▸ Input rows
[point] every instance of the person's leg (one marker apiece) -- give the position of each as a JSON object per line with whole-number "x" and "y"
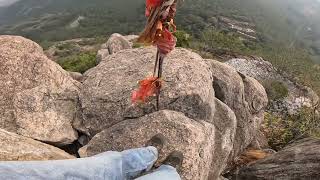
{"x": 109, "y": 165}
{"x": 164, "y": 172}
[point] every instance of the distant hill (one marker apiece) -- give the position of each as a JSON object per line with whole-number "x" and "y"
{"x": 294, "y": 23}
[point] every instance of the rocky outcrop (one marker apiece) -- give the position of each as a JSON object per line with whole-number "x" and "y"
{"x": 18, "y": 148}
{"x": 208, "y": 110}
{"x": 107, "y": 88}
{"x": 299, "y": 96}
{"x": 115, "y": 43}
{"x": 244, "y": 96}
{"x": 193, "y": 92}
{"x": 38, "y": 99}
{"x": 194, "y": 139}
{"x": 300, "y": 160}
{"x": 76, "y": 76}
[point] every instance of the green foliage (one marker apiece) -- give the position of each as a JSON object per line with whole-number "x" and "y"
{"x": 183, "y": 38}
{"x": 280, "y": 131}
{"x": 276, "y": 90}
{"x": 78, "y": 63}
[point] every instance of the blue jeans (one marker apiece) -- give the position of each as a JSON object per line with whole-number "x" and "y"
{"x": 106, "y": 166}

▸ Short exercise
Starting with the line that contains "[point] every instance of the distant", write out each line through the end of the listing, exactly as it appears, and include nothing else.

▸ Finished answer
[point] every instance of the distant hill (one marker apiece) -- give the position of each as a JSON object per line with whole-number "x" and "y"
{"x": 294, "y": 23}
[point] every instance of the rocky outcrop (one marker apiece) -- give the position of each as a JSON object per line with whole-number "x" and "y"
{"x": 18, "y": 148}
{"x": 208, "y": 110}
{"x": 107, "y": 88}
{"x": 299, "y": 96}
{"x": 115, "y": 43}
{"x": 244, "y": 96}
{"x": 193, "y": 92}
{"x": 38, "y": 99}
{"x": 194, "y": 139}
{"x": 300, "y": 160}
{"x": 76, "y": 76}
[point] every instance of the green foliage (one marker apiece) -- give the position of each as a JSON object per line with whole-number "x" and "y"
{"x": 183, "y": 38}
{"x": 280, "y": 131}
{"x": 276, "y": 90}
{"x": 78, "y": 63}
[point] every instance of the blue jeans (one marker apiece) -- give the position of each as a JSON object per line with whole-number "x" and "y"
{"x": 106, "y": 166}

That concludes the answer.